[start Material provided]

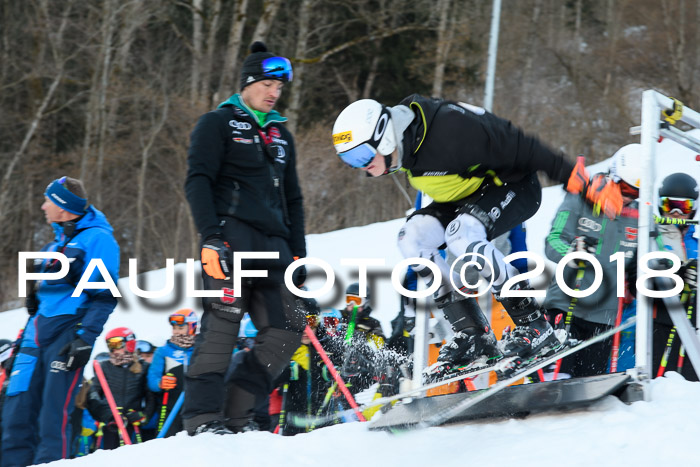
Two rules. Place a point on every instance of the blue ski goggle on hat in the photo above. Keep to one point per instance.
(277, 68)
(359, 156)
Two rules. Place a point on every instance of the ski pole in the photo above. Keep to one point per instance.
(283, 411)
(326, 401)
(98, 435)
(110, 400)
(616, 339)
(341, 384)
(681, 351)
(137, 432)
(173, 413)
(674, 221)
(580, 272)
(351, 326)
(667, 353)
(163, 410)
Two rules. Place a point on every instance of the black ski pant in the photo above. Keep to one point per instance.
(274, 312)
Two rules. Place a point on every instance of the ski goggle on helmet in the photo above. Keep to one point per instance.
(678, 194)
(185, 317)
(277, 68)
(626, 167)
(676, 205)
(361, 131)
(119, 338)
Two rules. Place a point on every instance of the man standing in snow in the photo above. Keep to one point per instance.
(244, 194)
(58, 339)
(480, 170)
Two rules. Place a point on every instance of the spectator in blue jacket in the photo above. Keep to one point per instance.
(165, 375)
(59, 336)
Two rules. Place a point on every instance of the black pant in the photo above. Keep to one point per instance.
(274, 312)
(499, 208)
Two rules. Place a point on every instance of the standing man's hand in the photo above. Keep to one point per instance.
(78, 353)
(216, 257)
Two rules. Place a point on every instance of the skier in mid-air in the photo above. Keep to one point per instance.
(481, 172)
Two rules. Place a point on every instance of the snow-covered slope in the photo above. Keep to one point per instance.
(660, 432)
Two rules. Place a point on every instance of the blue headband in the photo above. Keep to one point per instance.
(64, 199)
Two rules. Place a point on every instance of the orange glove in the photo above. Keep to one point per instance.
(168, 382)
(579, 178)
(216, 258)
(609, 200)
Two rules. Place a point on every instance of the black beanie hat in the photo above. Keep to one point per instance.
(252, 65)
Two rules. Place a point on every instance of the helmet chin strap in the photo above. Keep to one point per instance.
(387, 165)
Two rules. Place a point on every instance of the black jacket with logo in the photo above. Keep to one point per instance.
(236, 168)
(450, 148)
(575, 218)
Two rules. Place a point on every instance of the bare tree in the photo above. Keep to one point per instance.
(444, 33)
(232, 48)
(55, 41)
(207, 61)
(300, 51)
(197, 39)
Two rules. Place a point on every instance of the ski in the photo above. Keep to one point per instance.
(302, 420)
(430, 375)
(460, 408)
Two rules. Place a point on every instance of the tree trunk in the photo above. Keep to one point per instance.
(444, 36)
(208, 59)
(295, 94)
(262, 29)
(197, 38)
(55, 41)
(228, 72)
(141, 194)
(530, 52)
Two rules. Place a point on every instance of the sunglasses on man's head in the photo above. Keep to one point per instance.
(277, 68)
(677, 205)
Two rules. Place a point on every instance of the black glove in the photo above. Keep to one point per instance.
(689, 273)
(78, 353)
(134, 417)
(585, 244)
(32, 303)
(216, 257)
(299, 276)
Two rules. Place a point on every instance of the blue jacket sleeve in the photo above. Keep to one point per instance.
(100, 303)
(155, 371)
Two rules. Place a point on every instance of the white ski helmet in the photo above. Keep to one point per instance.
(362, 130)
(626, 163)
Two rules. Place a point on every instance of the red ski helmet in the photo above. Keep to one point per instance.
(186, 316)
(121, 337)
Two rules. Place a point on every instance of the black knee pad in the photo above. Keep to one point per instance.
(463, 314)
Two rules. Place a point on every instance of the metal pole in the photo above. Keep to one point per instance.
(649, 137)
(421, 327)
(493, 52)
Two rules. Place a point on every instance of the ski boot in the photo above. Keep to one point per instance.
(533, 336)
(473, 344)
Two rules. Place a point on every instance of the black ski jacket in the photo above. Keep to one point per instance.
(450, 148)
(236, 168)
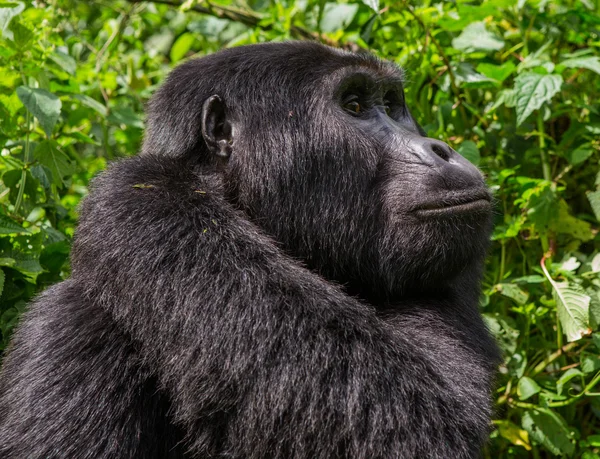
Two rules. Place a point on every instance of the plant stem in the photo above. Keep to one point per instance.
(542, 142)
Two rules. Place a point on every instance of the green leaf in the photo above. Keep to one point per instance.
(513, 292)
(513, 433)
(590, 363)
(573, 308)
(337, 16)
(566, 377)
(373, 4)
(497, 72)
(9, 226)
(565, 223)
(22, 36)
(549, 429)
(42, 104)
(594, 198)
(9, 10)
(580, 154)
(588, 62)
(126, 116)
(531, 90)
(66, 62)
(181, 46)
(91, 103)
(468, 149)
(475, 37)
(527, 388)
(48, 155)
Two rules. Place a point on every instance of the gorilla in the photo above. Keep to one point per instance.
(288, 269)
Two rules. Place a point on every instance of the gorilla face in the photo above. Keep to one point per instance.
(319, 149)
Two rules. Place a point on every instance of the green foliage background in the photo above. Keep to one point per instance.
(513, 86)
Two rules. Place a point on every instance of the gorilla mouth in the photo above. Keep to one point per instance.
(458, 204)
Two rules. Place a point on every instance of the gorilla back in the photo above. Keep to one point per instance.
(289, 269)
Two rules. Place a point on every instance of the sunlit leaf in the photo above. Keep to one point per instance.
(513, 433)
(9, 10)
(527, 388)
(475, 37)
(585, 62)
(468, 149)
(48, 155)
(337, 16)
(181, 46)
(42, 104)
(531, 90)
(566, 377)
(66, 62)
(594, 198)
(549, 429)
(572, 305)
(9, 226)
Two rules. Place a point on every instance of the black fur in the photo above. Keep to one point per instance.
(291, 301)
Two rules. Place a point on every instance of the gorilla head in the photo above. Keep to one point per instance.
(191, 326)
(318, 147)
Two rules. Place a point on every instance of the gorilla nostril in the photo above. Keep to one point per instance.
(442, 151)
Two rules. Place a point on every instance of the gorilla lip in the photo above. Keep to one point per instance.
(477, 202)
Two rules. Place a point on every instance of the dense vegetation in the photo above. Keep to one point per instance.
(513, 86)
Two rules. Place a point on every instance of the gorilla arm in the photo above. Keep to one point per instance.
(259, 356)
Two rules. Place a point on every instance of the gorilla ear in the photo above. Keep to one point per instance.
(216, 128)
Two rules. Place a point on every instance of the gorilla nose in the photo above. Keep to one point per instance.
(447, 161)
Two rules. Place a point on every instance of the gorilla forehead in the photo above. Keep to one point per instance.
(258, 79)
(272, 63)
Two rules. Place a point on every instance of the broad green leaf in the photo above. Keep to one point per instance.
(91, 103)
(571, 264)
(48, 155)
(549, 429)
(566, 377)
(504, 331)
(532, 279)
(580, 154)
(590, 363)
(181, 46)
(467, 76)
(42, 104)
(126, 116)
(373, 4)
(337, 16)
(66, 62)
(209, 26)
(594, 198)
(468, 149)
(497, 72)
(542, 206)
(9, 226)
(565, 223)
(22, 36)
(475, 37)
(588, 62)
(527, 388)
(513, 292)
(595, 263)
(531, 90)
(513, 433)
(9, 10)
(572, 306)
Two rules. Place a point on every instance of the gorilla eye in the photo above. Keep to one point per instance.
(392, 104)
(353, 105)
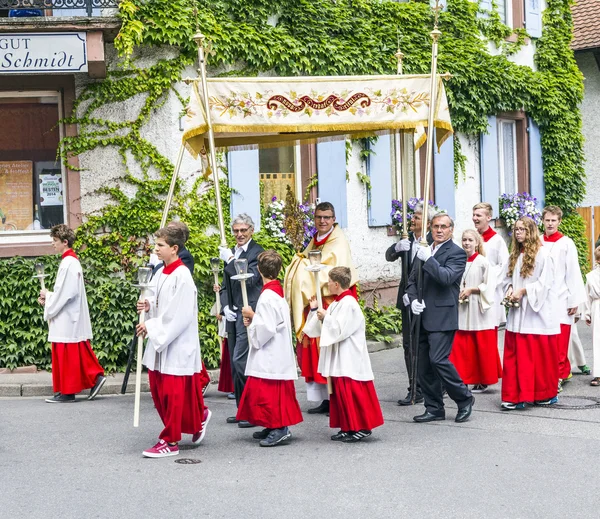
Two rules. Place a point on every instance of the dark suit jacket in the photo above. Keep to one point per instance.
(392, 255)
(441, 285)
(231, 290)
(185, 256)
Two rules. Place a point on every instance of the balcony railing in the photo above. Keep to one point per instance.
(13, 6)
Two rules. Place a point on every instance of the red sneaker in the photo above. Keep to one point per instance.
(161, 450)
(199, 436)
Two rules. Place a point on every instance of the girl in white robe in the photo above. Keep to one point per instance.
(269, 397)
(530, 372)
(75, 367)
(591, 313)
(172, 354)
(475, 348)
(344, 360)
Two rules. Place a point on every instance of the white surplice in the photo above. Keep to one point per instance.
(479, 313)
(496, 253)
(591, 311)
(568, 283)
(173, 345)
(537, 313)
(271, 353)
(343, 342)
(66, 308)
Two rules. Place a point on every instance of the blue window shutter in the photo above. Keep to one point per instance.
(244, 180)
(533, 18)
(331, 172)
(379, 169)
(443, 169)
(488, 163)
(536, 165)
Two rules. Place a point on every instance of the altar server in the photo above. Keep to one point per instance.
(568, 284)
(269, 398)
(74, 364)
(172, 354)
(530, 344)
(344, 359)
(475, 347)
(591, 313)
(496, 253)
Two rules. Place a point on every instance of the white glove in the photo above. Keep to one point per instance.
(417, 307)
(225, 254)
(402, 245)
(230, 315)
(424, 253)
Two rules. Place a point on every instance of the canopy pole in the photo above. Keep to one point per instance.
(199, 38)
(435, 34)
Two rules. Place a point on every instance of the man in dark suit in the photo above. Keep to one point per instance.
(406, 250)
(232, 303)
(443, 266)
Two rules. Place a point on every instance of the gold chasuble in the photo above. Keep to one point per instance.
(299, 285)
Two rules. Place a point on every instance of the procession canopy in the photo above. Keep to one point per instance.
(268, 111)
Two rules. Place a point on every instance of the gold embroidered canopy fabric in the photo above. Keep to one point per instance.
(275, 111)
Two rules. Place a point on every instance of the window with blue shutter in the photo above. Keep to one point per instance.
(536, 165)
(380, 170)
(533, 18)
(488, 163)
(331, 173)
(443, 170)
(244, 180)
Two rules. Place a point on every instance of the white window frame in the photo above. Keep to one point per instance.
(30, 235)
(501, 174)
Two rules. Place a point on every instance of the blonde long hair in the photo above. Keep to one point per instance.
(529, 247)
(478, 240)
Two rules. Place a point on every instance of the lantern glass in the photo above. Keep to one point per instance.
(144, 275)
(39, 269)
(241, 266)
(314, 257)
(215, 264)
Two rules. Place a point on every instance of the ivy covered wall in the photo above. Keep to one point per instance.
(290, 37)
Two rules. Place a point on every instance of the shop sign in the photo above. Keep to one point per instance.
(38, 53)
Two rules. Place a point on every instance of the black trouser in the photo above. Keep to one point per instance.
(237, 342)
(436, 369)
(406, 319)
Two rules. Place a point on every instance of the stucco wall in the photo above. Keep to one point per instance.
(590, 108)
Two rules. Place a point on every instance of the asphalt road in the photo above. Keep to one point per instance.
(84, 460)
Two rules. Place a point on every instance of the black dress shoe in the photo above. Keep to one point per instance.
(464, 412)
(322, 408)
(428, 417)
(407, 399)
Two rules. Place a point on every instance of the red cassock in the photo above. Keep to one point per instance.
(74, 367)
(475, 356)
(269, 403)
(530, 367)
(179, 403)
(354, 405)
(225, 379)
(564, 366)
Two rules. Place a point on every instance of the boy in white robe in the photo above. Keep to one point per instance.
(344, 360)
(172, 354)
(269, 397)
(74, 364)
(591, 313)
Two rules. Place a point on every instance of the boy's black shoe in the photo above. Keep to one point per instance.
(261, 435)
(276, 436)
(322, 408)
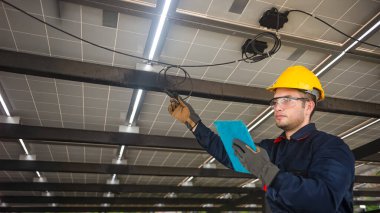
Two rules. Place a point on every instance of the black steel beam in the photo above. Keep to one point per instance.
(119, 209)
(44, 66)
(50, 166)
(15, 131)
(367, 149)
(121, 188)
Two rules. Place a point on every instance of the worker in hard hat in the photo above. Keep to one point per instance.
(303, 169)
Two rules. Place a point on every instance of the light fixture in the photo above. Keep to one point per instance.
(121, 152)
(23, 146)
(113, 177)
(135, 105)
(160, 26)
(4, 106)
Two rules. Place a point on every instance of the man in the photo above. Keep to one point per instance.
(304, 170)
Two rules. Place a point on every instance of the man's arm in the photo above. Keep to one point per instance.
(329, 178)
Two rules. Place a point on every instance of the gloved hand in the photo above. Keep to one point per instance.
(183, 112)
(258, 163)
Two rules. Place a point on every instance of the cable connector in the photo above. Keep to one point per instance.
(272, 19)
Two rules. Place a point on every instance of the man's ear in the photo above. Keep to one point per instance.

[end Material provided]

Short problem: Take the line that contains "the black trouser" and every line after it to the end of the records above; quote them exactly, leaving out the pictures.

Result for this task:
Two rules. Place a point on every instance of the black trouser in the photo above. Keep to one point per instance.
(237, 342)
(436, 369)
(406, 319)
Two rules. Place a point on every instance of the stucco wall in the photo above. Keep to one point per instance.
(590, 108)
Two rules. Place a point on every instance of the asphalt road in the photo above. Keep to one point per instance.
(84, 460)
Two rules. Place a point on every instance of the black dress shoe in the photo above. Keep to one point per instance.
(464, 412)
(322, 408)
(428, 417)
(407, 399)
Two rules. Place a point on every instance of the red cassock in the photo above. Keep to one point per instance.
(74, 367)
(475, 356)
(269, 403)
(530, 367)
(179, 403)
(354, 405)
(225, 379)
(564, 366)
Two rules. Place a point on every instance of the boy in white robe in the photo above. Keep to one point per instance.
(344, 360)
(172, 354)
(269, 397)
(74, 364)
(591, 313)
Two rules. Place a point on every instance of the boy's black shoe in the photo above. Keep to one point per instance.
(261, 435)
(276, 436)
(322, 408)
Two rules. Place a point on every instance of the black steel beam in the photo above. Keep to one point per instance.
(119, 209)
(44, 66)
(50, 166)
(15, 131)
(367, 149)
(121, 188)
Two rules. Place a point on every instance of the worker in hard hat in the photo above. Keep to one point per instance.
(303, 169)
Two rules. Place a point on every instance of the light fixture in the photo above. Keep to one point per instance.
(121, 152)
(23, 146)
(113, 177)
(135, 105)
(160, 26)
(4, 106)
Two rules. Place a point on every instance of the man in the photo above. Keep to one point per instance.
(304, 170)
Two rules. Place a point on every instance of the man's arm in the photo above. Keep to one point per instance.
(329, 178)
Two rules. Place a point on every instance of the gloved hand in the photo above. Keep to one point per instance.
(183, 112)
(258, 163)
Two rules. Place a point on every instance of the cable connector in the photo above. Keep to one point per instance.
(272, 19)
Two rules. Place a point on every instance of the man's ear in the photo above. Keep to one point per instance.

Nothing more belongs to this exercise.